#### [Detection examples]

--*--

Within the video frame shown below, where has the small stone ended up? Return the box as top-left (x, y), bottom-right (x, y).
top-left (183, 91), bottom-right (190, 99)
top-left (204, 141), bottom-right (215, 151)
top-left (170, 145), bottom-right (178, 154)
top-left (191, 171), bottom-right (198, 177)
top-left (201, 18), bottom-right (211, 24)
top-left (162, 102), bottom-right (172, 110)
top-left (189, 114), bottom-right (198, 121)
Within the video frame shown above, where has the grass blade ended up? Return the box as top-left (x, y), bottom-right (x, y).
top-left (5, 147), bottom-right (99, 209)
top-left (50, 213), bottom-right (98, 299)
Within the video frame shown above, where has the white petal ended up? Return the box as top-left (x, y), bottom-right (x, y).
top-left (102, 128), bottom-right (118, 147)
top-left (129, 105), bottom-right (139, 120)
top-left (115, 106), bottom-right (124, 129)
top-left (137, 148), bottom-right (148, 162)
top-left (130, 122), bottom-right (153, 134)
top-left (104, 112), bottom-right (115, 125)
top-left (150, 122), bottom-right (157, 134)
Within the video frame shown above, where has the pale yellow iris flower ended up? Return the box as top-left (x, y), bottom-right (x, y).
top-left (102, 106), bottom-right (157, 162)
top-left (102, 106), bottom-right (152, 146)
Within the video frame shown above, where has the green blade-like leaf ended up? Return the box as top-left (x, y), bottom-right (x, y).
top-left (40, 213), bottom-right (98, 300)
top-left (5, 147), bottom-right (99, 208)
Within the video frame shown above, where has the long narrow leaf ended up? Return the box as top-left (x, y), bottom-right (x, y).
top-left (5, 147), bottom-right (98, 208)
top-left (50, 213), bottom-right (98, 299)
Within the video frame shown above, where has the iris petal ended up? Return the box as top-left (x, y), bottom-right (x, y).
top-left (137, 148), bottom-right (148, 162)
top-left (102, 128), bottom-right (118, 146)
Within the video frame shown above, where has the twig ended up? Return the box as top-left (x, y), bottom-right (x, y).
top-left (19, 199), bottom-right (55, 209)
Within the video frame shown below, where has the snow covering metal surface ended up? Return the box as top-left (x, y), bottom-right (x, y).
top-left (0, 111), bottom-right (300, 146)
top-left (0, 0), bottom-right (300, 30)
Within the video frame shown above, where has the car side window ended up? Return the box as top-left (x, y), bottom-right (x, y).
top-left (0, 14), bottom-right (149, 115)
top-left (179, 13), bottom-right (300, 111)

--*--

#### [EXERCISE AIM]
Reproduce all of the lines above without any changes.

#### [ANSWER TO THE EXERCISE]
Within the video frame shown below, where has the small stone ended up? Return the box as top-left (x, y), bottom-right (x, y).
top-left (183, 91), bottom-right (190, 99)
top-left (204, 141), bottom-right (215, 151)
top-left (170, 145), bottom-right (178, 154)
top-left (191, 171), bottom-right (198, 177)
top-left (201, 18), bottom-right (211, 24)
top-left (162, 102), bottom-right (172, 110)
top-left (189, 114), bottom-right (198, 121)
Within the video frame shown above, where has the grass blade ended up? Return the box as top-left (x, y), bottom-right (x, y).
top-left (5, 147), bottom-right (99, 209)
top-left (50, 213), bottom-right (98, 299)
Within the video frame shown above, where has the white petal ended up? Return the box as top-left (x, y), bottom-right (x, y).
top-left (102, 128), bottom-right (118, 147)
top-left (129, 105), bottom-right (139, 120)
top-left (115, 106), bottom-right (124, 129)
top-left (137, 148), bottom-right (148, 162)
top-left (130, 122), bottom-right (153, 134)
top-left (104, 112), bottom-right (115, 125)
top-left (150, 122), bottom-right (157, 134)
Within the video frame shown above, where has the pale yellow iris flower ended up? Return the box as top-left (x, y), bottom-right (x, y).
top-left (102, 106), bottom-right (157, 162)
top-left (102, 106), bottom-right (152, 146)
Within the video frame shown above, where has the green blade-like leaf ended up? Return the box as top-left (x, y), bottom-right (x, y).
top-left (40, 213), bottom-right (98, 300)
top-left (5, 147), bottom-right (99, 208)
Within the video frame shown above, where has the long narrow leaf ended up? Return the box as top-left (x, y), bottom-right (x, y).
top-left (5, 147), bottom-right (98, 208)
top-left (50, 213), bottom-right (98, 299)
Within the video frame shown above, where has the iris petal ended up? Return the box as top-left (x, y), bottom-right (x, y).
top-left (137, 148), bottom-right (148, 162)
top-left (102, 128), bottom-right (118, 146)
Within the video frame shown above, where has the twig ended up? Return the box as top-left (x, y), bottom-right (x, y).
top-left (19, 199), bottom-right (55, 209)
Within the video frame shown below, where has the snow covering metal surface ended up? Return the box as top-left (x, y), bottom-right (x, y).
top-left (0, 111), bottom-right (300, 146)
top-left (0, 0), bottom-right (300, 30)
Within the video frame shown above, where has the car side window ended up? Return the box as top-left (x, y), bottom-right (x, y).
top-left (0, 14), bottom-right (149, 115)
top-left (179, 13), bottom-right (300, 111)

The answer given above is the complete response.